Task description :: Here is a listing, set out below; repeat its lines from the one with "One marker serves each instance of the scattered" to the last, both included, and leave out the pictures.

Exercise input ::
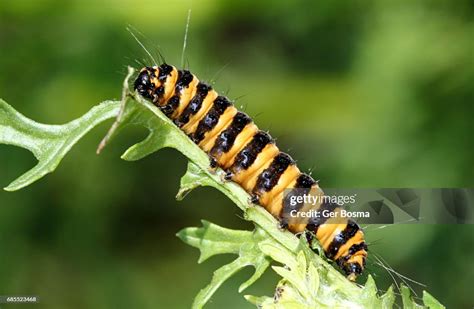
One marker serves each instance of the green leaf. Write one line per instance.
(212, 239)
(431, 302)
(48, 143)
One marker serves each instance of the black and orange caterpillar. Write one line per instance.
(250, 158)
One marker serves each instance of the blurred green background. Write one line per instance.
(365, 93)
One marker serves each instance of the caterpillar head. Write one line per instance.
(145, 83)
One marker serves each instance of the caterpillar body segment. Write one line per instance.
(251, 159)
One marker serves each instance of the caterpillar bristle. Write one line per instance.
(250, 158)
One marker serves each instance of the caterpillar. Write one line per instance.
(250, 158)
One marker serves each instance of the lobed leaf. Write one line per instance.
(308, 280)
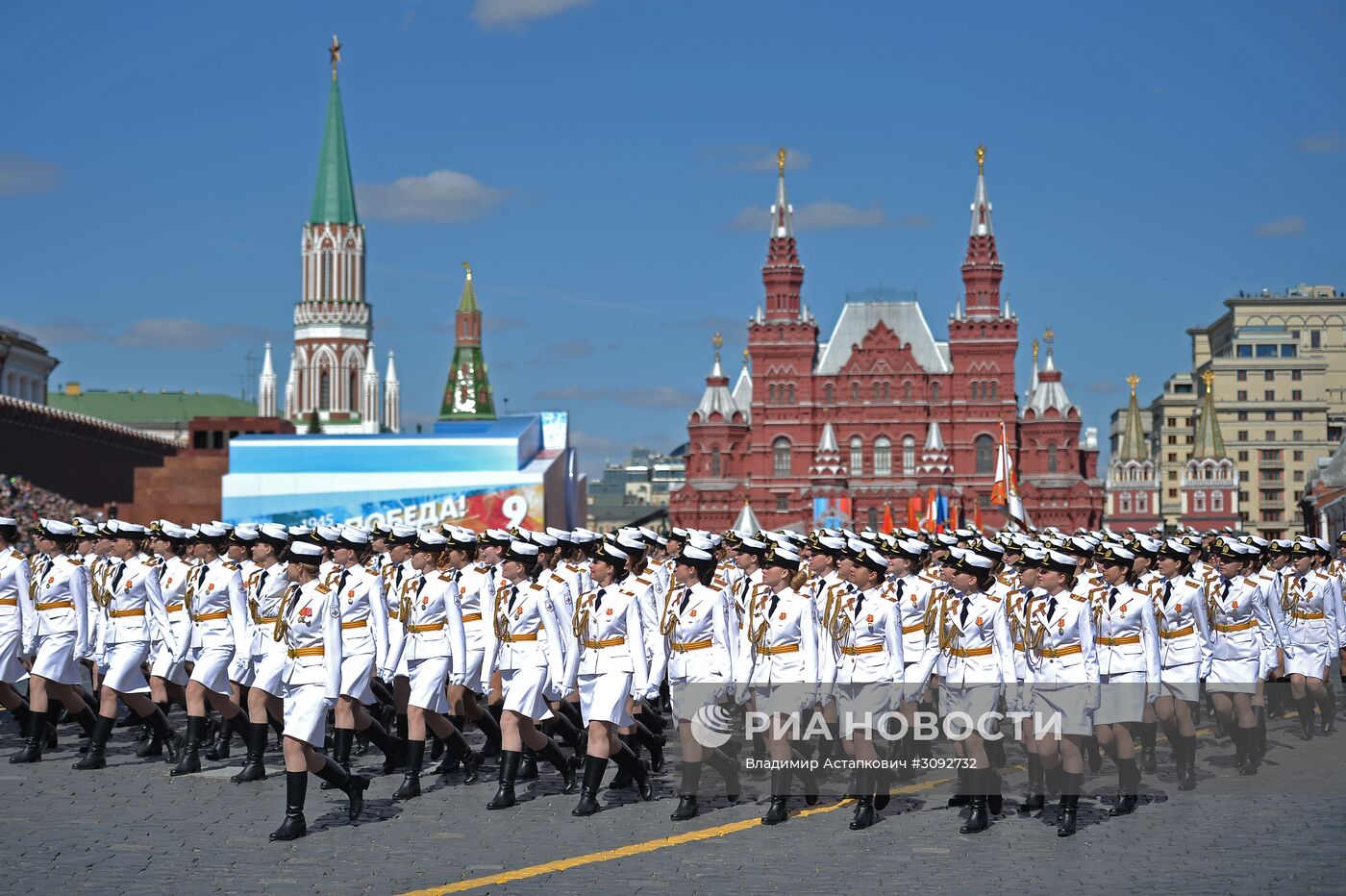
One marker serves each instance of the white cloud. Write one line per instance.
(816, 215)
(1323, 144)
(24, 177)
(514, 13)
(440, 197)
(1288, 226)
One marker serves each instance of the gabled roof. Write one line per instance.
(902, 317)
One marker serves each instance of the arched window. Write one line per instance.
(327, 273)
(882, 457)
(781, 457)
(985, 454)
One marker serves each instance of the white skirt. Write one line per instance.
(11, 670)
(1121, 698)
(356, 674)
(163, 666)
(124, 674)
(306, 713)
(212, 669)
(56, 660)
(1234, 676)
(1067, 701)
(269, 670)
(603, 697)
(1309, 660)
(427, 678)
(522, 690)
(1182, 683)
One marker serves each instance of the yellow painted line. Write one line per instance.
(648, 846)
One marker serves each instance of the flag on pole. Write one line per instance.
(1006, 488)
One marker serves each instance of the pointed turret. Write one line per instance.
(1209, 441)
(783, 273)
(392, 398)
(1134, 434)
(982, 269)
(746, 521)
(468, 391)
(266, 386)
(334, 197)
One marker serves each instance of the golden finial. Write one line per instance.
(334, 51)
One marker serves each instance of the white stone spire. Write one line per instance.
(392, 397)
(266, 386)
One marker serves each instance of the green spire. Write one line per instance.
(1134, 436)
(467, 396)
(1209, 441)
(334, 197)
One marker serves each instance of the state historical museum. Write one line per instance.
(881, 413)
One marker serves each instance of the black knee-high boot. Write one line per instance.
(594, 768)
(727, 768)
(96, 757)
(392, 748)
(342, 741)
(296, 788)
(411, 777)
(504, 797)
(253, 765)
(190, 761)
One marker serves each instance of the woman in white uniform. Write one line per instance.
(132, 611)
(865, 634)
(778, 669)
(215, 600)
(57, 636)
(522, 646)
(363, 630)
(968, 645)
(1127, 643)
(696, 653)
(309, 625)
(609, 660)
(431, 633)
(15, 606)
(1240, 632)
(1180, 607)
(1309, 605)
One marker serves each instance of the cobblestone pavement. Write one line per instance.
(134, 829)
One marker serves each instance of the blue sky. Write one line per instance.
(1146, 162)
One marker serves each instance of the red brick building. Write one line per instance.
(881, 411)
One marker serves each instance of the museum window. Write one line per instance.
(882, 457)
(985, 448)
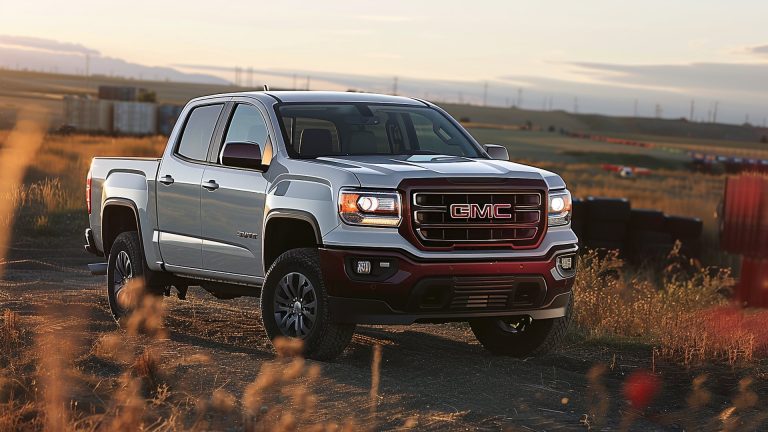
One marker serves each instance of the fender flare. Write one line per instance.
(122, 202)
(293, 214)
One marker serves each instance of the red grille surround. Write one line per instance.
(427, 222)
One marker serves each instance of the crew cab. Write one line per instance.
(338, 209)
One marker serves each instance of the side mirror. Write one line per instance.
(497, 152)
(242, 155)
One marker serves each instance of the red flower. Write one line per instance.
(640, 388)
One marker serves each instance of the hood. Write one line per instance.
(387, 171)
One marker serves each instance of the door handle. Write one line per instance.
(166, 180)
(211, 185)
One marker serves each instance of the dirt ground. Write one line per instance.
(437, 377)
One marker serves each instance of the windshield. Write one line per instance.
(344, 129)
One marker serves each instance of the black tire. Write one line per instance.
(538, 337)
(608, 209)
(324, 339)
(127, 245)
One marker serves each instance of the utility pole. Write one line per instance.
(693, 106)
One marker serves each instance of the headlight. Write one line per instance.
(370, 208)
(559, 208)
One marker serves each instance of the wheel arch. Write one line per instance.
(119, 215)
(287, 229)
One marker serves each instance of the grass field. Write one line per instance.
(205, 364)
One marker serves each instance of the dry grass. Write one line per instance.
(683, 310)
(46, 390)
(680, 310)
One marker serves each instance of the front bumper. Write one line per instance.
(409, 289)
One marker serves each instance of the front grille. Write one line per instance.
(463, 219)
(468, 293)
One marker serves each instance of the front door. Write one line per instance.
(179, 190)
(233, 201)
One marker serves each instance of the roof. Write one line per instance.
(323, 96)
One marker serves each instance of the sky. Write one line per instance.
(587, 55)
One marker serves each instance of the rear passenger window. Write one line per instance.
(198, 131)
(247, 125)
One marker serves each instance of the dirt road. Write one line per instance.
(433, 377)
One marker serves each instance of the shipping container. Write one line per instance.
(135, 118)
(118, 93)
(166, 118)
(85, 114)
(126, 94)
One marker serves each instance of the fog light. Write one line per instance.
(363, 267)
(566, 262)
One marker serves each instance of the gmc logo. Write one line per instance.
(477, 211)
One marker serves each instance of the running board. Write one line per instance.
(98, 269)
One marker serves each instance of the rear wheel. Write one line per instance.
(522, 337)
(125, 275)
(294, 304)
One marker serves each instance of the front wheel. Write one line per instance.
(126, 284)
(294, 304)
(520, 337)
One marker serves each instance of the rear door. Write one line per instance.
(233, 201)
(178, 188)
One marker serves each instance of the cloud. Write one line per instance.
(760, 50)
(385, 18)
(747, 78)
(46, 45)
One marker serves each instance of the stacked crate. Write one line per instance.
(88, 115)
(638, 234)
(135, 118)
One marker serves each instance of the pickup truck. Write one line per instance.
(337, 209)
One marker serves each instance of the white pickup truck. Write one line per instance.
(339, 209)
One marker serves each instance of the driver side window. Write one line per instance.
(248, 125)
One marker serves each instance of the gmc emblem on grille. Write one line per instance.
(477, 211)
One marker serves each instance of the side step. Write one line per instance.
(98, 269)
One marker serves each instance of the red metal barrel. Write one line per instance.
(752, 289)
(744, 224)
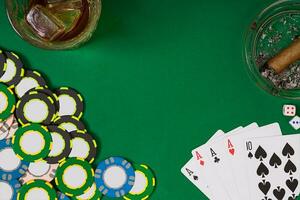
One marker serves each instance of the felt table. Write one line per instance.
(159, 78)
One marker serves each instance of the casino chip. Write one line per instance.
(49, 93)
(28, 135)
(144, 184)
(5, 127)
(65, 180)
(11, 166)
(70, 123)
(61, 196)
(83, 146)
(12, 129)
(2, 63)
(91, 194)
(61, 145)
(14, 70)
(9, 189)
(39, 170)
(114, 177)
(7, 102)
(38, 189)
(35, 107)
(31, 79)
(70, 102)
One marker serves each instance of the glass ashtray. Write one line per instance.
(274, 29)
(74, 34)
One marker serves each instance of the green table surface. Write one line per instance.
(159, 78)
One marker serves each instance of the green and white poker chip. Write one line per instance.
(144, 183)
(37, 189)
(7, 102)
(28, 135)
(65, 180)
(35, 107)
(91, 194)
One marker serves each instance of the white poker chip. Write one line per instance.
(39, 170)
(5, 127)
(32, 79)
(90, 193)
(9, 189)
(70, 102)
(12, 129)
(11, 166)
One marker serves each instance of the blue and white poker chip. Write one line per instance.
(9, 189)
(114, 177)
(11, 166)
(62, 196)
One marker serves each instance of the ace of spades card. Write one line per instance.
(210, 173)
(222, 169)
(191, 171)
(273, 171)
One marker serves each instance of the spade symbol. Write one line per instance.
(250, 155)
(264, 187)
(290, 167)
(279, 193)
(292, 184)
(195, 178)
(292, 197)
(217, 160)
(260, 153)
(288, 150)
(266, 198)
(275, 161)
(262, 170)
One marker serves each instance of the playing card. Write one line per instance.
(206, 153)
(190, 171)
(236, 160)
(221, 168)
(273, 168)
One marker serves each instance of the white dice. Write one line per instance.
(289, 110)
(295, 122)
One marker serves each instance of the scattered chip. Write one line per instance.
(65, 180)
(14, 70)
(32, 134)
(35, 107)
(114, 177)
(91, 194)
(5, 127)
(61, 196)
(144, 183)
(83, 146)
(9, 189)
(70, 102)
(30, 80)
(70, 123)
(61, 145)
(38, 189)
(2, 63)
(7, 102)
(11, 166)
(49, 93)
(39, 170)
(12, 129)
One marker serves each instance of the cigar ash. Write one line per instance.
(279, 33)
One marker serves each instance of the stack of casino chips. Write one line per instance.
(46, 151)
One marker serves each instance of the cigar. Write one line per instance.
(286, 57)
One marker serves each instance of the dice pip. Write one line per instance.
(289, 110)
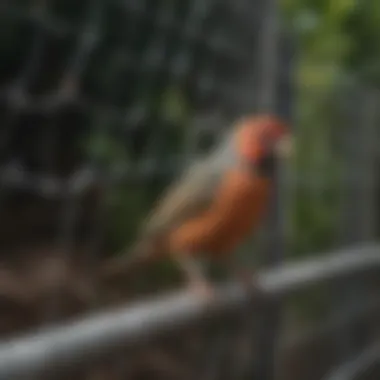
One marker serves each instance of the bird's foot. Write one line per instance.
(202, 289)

Output ::
One marker serves each instance of the scattered chip. Write one line per instance.
(65, 180)
(14, 70)
(32, 134)
(35, 107)
(114, 177)
(91, 194)
(5, 127)
(61, 196)
(144, 183)
(83, 146)
(9, 189)
(70, 102)
(30, 80)
(70, 123)
(61, 145)
(38, 189)
(2, 63)
(7, 102)
(11, 166)
(49, 93)
(39, 170)
(12, 129)
One marker serves each instance of the cigar ash. Write one line per instance.
(279, 33)
One marker serves each instance of the stack of casino chips. Write one line per instance.
(46, 151)
One marker serves each instance of the cigar. Write one line per instance.
(286, 57)
One marker serves each instance of the dice pip. Write one line per instance.
(289, 110)
One marker serves each instance of the bird's foot. Write one line per instance.
(202, 289)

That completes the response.